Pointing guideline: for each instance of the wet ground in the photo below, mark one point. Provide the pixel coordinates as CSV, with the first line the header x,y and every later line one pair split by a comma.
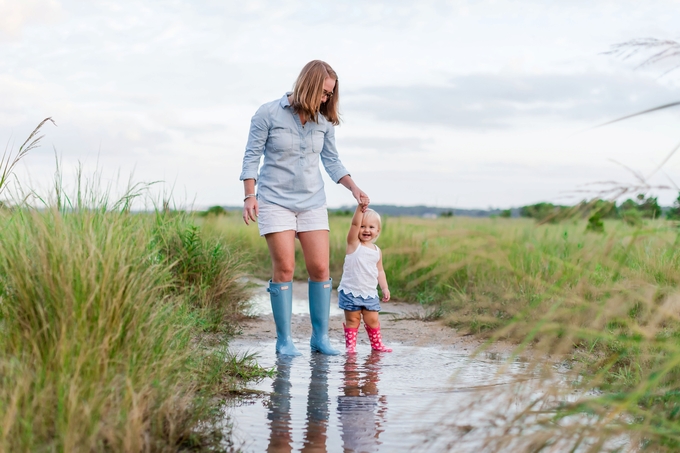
x,y
424,396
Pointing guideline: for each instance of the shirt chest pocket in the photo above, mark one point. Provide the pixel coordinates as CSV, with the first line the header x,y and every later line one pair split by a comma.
x,y
280,139
317,140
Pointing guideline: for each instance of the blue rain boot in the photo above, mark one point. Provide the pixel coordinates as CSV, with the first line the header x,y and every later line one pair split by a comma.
x,y
281,295
319,312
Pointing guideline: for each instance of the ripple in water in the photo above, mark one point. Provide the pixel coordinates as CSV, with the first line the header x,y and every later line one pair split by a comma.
x,y
407,400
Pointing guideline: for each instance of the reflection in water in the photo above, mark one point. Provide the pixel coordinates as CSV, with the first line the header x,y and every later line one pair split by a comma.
x,y
360,408
280,434
317,405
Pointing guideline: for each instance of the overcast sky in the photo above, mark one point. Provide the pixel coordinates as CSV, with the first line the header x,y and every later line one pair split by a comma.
x,y
452,104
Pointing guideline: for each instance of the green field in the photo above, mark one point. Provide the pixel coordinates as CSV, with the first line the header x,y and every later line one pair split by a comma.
x,y
114,326
603,305
113,330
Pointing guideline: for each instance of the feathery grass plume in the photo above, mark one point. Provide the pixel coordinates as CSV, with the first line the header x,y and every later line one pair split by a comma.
x,y
102,346
9,161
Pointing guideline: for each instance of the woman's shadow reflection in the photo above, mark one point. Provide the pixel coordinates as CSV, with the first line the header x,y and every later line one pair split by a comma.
x,y
361,409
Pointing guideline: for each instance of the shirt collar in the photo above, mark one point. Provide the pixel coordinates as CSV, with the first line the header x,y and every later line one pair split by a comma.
x,y
284,100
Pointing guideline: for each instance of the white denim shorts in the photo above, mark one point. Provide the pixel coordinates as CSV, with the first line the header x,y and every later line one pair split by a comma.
x,y
274,219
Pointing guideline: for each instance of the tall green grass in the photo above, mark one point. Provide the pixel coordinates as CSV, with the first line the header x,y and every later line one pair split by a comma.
x,y
606,306
113,328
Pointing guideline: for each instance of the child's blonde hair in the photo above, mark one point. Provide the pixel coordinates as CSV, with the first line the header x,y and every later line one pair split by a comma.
x,y
371,214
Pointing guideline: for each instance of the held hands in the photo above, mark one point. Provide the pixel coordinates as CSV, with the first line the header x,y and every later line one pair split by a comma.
x,y
250,210
361,198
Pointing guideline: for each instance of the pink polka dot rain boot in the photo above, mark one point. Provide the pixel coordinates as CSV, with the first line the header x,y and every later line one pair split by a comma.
x,y
376,339
351,339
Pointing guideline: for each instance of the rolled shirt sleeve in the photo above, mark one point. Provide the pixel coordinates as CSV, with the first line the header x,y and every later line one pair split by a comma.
x,y
257,138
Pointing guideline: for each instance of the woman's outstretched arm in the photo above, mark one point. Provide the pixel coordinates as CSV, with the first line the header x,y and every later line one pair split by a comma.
x,y
358,194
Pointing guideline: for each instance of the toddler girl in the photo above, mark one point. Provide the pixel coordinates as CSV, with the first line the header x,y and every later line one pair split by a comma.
x,y
362,272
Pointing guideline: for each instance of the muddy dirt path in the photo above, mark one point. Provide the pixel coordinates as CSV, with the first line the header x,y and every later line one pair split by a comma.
x,y
403,324
420,397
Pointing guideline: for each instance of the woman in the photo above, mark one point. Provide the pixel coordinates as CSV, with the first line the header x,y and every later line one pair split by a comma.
x,y
293,133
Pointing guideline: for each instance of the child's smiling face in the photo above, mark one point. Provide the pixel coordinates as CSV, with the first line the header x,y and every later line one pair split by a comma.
x,y
370,228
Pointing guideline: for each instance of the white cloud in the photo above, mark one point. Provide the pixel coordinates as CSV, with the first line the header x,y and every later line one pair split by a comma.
x,y
15,15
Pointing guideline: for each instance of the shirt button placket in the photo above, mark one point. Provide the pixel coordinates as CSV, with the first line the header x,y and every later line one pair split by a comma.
x,y
303,145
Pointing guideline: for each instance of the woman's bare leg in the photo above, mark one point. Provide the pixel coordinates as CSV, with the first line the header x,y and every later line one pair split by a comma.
x,y
315,247
282,251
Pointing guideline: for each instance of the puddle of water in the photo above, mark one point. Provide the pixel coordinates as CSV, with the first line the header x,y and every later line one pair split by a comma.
x,y
368,402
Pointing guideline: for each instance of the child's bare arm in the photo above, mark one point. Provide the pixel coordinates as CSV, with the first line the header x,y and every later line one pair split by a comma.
x,y
382,281
353,234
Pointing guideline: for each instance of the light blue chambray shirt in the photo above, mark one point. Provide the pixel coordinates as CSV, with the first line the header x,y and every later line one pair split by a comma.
x,y
290,174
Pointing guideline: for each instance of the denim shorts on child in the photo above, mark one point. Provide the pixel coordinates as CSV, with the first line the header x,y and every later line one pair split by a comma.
x,y
350,302
274,219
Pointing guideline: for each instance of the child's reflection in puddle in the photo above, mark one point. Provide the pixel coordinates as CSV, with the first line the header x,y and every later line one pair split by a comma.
x,y
360,407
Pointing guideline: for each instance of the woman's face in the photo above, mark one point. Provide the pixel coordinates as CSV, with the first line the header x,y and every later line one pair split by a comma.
x,y
328,87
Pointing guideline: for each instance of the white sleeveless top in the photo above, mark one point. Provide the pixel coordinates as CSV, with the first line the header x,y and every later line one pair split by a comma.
x,y
360,272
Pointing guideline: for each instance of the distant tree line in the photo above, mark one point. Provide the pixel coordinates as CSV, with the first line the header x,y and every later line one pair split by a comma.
x,y
631,211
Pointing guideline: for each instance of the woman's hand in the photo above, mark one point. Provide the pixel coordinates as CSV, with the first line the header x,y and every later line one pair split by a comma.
x,y
250,210
358,194
361,197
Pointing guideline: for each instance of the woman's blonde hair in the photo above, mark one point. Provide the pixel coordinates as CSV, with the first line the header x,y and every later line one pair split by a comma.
x,y
308,91
371,214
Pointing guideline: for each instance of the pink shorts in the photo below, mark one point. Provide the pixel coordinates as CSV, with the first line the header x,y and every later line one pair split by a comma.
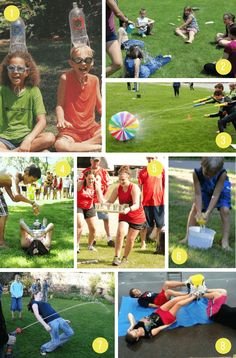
x,y
166,316
214,305
160,299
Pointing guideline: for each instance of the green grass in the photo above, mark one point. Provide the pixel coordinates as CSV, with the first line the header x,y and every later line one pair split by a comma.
x,y
61,254
105,255
167,124
187,60
180,202
88,322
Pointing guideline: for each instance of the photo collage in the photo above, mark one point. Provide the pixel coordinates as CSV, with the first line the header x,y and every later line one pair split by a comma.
x,y
117,179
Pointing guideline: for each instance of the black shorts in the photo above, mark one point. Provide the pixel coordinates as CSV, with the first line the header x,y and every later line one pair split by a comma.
x,y
155,215
88,213
135,226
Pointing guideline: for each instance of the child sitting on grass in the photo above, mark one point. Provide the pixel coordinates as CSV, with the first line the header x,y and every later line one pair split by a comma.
x,y
212,189
134,67
144,24
229,54
224,39
123,37
22,112
77,98
189,28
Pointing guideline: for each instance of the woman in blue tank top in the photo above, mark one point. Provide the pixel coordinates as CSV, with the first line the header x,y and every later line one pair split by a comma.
x,y
51,321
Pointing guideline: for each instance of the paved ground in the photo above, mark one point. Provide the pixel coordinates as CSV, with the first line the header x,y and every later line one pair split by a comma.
x,y
194,342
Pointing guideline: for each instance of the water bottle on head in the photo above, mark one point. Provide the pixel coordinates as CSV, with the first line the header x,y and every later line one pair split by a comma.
x,y
78,31
17,36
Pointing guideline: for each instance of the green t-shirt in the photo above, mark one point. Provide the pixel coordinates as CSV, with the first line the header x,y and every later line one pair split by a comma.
x,y
18,112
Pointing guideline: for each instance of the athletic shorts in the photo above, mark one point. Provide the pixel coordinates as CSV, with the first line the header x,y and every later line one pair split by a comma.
x,y
214,305
16,304
3,206
88,213
102,215
135,226
224,199
155,215
160,298
111,37
166,316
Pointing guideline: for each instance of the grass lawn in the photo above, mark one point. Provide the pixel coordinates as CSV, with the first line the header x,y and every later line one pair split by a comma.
x,y
105,255
88,321
167,124
61,254
187,60
180,202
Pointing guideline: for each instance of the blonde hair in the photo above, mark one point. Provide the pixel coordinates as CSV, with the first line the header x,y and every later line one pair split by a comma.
x,y
212,164
82,48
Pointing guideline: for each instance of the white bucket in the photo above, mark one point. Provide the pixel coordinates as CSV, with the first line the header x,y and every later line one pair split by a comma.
x,y
201,238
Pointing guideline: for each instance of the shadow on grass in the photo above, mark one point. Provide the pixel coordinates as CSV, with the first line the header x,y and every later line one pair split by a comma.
x,y
61,254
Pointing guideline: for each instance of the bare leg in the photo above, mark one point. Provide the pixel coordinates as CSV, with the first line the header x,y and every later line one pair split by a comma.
x,y
114,52
130,238
143,234
225,219
191,222
91,222
79,229
3,220
121,232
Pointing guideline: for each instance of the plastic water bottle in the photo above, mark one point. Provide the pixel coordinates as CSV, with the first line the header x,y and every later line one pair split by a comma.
x,y
17,36
77,26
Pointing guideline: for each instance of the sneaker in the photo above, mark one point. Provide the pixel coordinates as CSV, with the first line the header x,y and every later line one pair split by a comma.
x,y
91,248
116,261
111,243
124,261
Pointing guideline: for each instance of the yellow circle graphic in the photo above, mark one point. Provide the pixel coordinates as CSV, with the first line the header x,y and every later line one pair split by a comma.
x,y
223,345
11,13
223,140
62,169
223,67
100,345
154,168
179,256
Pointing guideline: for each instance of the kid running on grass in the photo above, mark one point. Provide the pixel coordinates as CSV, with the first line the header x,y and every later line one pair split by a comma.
x,y
224,39
144,24
160,319
134,67
212,189
51,321
11,185
22,112
189,28
77,98
153,299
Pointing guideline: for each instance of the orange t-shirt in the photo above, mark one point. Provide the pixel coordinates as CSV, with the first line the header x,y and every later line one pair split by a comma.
x,y
79,107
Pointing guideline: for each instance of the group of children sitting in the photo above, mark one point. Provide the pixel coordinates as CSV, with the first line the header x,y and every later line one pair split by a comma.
x,y
22,111
188,30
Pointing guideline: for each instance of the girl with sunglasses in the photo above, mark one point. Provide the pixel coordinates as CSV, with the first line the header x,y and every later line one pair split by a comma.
x,y
22,112
78,97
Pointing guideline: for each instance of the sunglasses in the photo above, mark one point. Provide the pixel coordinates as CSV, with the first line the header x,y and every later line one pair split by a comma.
x,y
15,68
78,60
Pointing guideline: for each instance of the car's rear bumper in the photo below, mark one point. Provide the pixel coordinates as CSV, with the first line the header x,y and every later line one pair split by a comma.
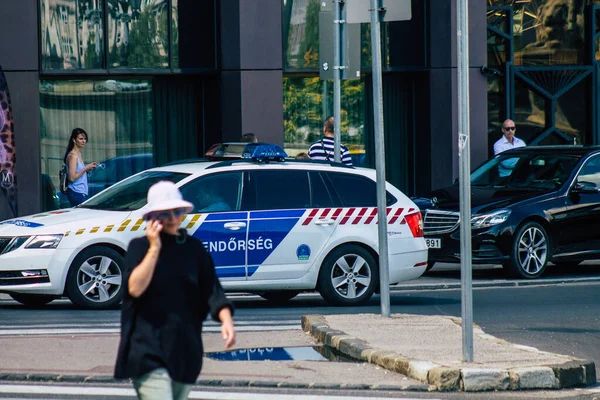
x,y
35,271
491,245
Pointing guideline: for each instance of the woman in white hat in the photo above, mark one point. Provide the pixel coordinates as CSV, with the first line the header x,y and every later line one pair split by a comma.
x,y
170,287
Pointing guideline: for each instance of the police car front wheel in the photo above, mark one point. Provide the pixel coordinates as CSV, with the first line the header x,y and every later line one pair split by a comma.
x,y
95,278
349,276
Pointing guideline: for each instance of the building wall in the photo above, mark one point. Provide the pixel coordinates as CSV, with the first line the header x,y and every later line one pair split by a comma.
x,y
19,60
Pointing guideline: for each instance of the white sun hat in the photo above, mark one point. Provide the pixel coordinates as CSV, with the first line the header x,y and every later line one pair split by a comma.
x,y
163,196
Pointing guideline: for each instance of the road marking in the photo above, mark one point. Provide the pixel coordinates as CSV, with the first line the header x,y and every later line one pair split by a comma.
x,y
194,394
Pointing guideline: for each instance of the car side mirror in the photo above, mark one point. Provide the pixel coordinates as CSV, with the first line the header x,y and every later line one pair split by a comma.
x,y
585,187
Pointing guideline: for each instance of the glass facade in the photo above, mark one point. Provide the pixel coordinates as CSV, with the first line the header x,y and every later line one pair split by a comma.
x,y
307,101
72,34
117,116
138,34
542,55
127,34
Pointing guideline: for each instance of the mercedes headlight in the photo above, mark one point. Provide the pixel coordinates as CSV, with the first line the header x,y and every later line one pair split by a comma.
x,y
490,219
44,242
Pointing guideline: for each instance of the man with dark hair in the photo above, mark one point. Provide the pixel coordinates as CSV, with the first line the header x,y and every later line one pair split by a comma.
x,y
249,138
324,149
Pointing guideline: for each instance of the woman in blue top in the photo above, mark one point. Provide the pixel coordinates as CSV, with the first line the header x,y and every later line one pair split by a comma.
x,y
77,191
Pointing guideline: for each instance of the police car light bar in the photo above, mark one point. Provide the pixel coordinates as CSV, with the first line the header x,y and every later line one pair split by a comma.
x,y
263,152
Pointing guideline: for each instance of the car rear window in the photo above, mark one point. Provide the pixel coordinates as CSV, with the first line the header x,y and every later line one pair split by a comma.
x,y
356,191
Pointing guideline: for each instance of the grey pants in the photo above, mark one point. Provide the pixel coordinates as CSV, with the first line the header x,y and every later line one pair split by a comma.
x,y
158,385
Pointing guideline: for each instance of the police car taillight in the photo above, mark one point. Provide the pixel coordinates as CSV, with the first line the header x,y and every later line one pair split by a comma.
x,y
415,223
262,152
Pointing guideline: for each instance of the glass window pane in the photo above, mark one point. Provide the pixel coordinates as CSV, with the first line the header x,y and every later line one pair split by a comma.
x,y
138,34
72,34
306,104
279,190
117,116
301,34
547,32
193,34
214,193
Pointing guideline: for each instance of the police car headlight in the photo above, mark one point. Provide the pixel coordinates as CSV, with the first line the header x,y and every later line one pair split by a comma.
x,y
490,219
44,242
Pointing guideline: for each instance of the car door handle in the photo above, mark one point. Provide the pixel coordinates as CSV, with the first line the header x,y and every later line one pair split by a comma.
x,y
234,226
324,221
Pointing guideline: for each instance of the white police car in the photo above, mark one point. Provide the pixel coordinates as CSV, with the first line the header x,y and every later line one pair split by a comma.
x,y
273,226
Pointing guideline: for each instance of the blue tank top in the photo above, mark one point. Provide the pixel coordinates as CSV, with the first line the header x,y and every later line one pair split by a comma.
x,y
80,184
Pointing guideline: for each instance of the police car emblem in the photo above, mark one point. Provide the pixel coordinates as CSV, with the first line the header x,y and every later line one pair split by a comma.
x,y
303,252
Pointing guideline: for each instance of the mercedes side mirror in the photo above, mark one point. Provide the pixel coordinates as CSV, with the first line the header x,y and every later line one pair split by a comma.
x,y
585,187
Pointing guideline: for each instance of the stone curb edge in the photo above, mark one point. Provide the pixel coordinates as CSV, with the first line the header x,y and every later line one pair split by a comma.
x,y
442,378
59,378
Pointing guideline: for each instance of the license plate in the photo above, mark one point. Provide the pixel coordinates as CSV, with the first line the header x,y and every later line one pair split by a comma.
x,y
434,243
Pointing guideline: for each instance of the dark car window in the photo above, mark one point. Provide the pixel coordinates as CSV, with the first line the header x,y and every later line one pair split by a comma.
x,y
356,191
320,194
130,194
214,193
590,172
526,170
276,189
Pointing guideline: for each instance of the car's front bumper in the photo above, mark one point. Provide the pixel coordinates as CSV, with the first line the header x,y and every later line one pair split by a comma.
x,y
35,271
489,245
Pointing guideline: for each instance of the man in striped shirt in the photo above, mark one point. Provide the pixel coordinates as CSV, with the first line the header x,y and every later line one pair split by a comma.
x,y
323,150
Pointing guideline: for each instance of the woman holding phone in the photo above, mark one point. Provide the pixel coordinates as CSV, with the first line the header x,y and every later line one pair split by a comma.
x,y
77,191
170,287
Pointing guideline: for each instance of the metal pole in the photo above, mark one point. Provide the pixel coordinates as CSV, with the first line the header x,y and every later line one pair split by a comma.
x,y
337,21
465,179
384,277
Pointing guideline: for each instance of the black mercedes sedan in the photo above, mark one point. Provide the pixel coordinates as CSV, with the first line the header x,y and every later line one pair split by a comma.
x,y
530,206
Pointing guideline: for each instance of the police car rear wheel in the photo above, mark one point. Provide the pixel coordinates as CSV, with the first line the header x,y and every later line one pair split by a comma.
x,y
95,278
348,276
279,296
32,300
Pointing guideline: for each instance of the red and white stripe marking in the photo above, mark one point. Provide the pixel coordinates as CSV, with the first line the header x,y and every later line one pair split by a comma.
x,y
357,216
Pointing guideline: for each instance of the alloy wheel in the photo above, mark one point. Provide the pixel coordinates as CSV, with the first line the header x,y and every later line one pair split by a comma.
x,y
99,279
351,276
532,250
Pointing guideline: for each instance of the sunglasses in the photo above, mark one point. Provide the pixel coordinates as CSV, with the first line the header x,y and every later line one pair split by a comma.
x,y
178,212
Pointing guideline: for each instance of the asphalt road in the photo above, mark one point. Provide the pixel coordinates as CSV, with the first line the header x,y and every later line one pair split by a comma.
x,y
557,317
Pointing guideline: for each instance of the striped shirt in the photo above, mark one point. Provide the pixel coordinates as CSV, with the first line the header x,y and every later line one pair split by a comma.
x,y
323,151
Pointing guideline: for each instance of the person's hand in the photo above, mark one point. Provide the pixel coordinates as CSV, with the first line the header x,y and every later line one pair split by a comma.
x,y
228,333
153,233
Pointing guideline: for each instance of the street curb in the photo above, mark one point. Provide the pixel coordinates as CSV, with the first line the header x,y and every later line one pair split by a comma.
x,y
492,284
443,378
104,379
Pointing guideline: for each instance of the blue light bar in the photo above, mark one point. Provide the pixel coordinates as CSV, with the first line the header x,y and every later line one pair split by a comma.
x,y
264,152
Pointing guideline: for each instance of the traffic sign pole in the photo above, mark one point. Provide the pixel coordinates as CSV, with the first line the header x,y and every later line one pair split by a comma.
x,y
466,271
384,275
337,70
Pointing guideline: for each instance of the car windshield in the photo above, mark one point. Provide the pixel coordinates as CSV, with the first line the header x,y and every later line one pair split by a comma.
x,y
525,170
130,194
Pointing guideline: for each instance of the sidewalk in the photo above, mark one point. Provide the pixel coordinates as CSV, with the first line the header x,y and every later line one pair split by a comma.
x,y
429,349
405,352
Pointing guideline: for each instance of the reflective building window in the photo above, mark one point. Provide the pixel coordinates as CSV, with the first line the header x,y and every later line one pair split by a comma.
x,y
138,33
72,34
117,116
306,104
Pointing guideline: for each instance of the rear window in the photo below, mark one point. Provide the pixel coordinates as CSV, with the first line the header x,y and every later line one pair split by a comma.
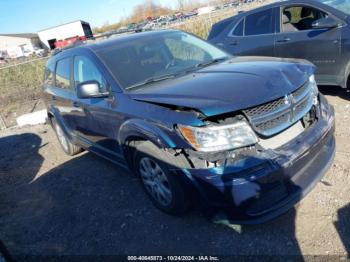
x,y
259,23
63,73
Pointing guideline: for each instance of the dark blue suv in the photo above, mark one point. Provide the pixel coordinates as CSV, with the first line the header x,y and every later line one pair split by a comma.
x,y
247,137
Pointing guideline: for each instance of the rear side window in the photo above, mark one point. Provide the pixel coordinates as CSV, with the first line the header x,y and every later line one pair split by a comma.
x,y
239,29
63,73
259,23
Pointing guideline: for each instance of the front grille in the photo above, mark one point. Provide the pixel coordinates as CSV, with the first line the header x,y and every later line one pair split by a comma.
x,y
273,117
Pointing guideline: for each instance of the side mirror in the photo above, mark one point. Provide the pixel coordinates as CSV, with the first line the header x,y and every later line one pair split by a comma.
x,y
90,89
325,23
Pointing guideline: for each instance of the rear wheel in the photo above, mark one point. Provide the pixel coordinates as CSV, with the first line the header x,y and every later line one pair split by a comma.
x,y
165,188
67,146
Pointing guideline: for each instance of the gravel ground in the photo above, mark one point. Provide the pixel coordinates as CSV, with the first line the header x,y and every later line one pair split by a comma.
x,y
52,204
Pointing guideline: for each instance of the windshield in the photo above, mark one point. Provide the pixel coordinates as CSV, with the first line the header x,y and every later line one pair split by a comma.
x,y
140,61
341,5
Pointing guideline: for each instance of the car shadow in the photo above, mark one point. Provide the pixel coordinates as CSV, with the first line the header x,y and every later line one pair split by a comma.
x,y
343,227
88,206
335,91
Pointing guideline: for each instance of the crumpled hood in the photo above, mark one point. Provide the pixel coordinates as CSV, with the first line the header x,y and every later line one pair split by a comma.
x,y
236,84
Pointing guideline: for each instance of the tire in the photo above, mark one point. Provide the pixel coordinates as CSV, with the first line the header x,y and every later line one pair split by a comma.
x,y
165,188
69,148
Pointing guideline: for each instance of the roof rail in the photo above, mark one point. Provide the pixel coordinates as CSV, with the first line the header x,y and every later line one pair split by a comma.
x,y
70,46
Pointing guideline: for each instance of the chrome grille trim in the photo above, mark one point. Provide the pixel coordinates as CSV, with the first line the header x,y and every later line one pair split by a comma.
x,y
273,117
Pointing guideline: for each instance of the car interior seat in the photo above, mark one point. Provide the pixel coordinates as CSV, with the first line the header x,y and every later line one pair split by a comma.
x,y
286,21
307,18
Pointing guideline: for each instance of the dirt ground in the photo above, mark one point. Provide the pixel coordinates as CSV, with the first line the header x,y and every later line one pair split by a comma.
x,y
52,204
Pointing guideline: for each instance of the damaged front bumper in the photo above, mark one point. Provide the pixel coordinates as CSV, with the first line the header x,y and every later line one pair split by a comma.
x,y
261,186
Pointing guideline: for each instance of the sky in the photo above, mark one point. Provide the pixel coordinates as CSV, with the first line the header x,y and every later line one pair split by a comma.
x,y
30,16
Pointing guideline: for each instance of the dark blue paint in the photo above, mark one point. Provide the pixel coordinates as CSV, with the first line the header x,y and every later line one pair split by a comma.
x,y
103,125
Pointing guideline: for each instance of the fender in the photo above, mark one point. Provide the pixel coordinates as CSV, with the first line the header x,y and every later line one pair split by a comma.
x,y
141,128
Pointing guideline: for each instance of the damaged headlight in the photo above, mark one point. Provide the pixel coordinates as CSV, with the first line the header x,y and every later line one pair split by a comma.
x,y
217,138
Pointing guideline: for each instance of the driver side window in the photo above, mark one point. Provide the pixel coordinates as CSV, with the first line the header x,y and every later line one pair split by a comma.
x,y
300,18
86,70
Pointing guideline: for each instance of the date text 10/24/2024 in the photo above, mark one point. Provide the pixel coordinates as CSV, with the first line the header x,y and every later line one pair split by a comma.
x,y
172,258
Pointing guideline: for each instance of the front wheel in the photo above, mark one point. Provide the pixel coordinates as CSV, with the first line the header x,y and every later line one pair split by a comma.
x,y
166,190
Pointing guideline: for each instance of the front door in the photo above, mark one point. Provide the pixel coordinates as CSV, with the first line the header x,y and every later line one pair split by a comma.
x,y
297,39
95,125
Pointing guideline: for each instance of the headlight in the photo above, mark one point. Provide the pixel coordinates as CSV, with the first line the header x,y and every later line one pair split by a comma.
x,y
314,89
216,138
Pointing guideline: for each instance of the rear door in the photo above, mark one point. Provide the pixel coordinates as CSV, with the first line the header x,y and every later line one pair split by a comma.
x,y
62,95
253,35
297,39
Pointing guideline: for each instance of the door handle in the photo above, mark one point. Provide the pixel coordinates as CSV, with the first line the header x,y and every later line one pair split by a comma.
x,y
76,104
284,40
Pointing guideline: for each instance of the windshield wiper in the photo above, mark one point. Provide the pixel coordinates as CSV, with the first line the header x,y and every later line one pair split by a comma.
x,y
210,62
151,80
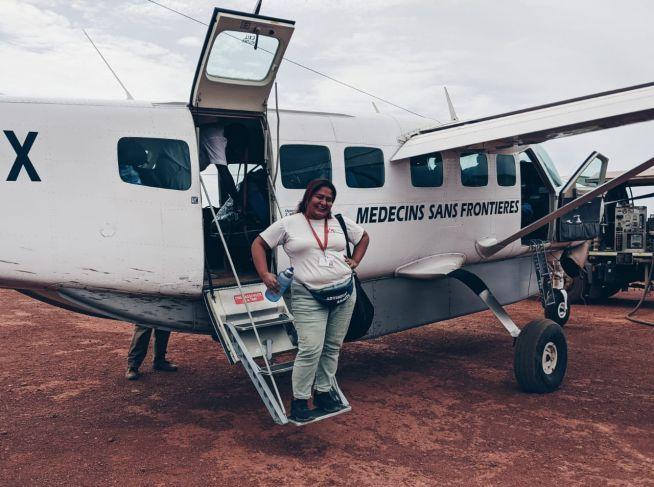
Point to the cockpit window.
(474, 169)
(241, 56)
(158, 163)
(549, 165)
(506, 174)
(427, 170)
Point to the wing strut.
(488, 247)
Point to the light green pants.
(320, 332)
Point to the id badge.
(325, 261)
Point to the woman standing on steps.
(323, 294)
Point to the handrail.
(240, 289)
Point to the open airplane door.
(582, 223)
(239, 62)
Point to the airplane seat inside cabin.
(242, 225)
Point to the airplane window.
(549, 165)
(427, 170)
(364, 167)
(234, 56)
(506, 174)
(158, 163)
(300, 164)
(474, 169)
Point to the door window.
(364, 167)
(474, 169)
(242, 56)
(300, 164)
(427, 170)
(506, 174)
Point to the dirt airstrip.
(435, 405)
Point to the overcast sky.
(492, 56)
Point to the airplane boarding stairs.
(255, 331)
(255, 336)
= = = = = = =
Task item: Word for word, quote the lines from the line containing "Point to the open airplane door." through the end of the material, both included, and nothing else.

Result of this task:
Point to the open airplane door.
(582, 223)
(239, 62)
Point to the airplane seat inside cabin.
(242, 225)
Point to the airplane window.
(549, 165)
(427, 170)
(364, 167)
(234, 56)
(506, 174)
(158, 163)
(300, 164)
(474, 169)
Point to the door window.
(364, 167)
(474, 169)
(242, 56)
(300, 164)
(427, 170)
(506, 174)
Point to the dirt airstrip.
(435, 405)
Point to the overcast sky.
(492, 56)
Point to the airplane boarding stairs.
(255, 331)
(255, 336)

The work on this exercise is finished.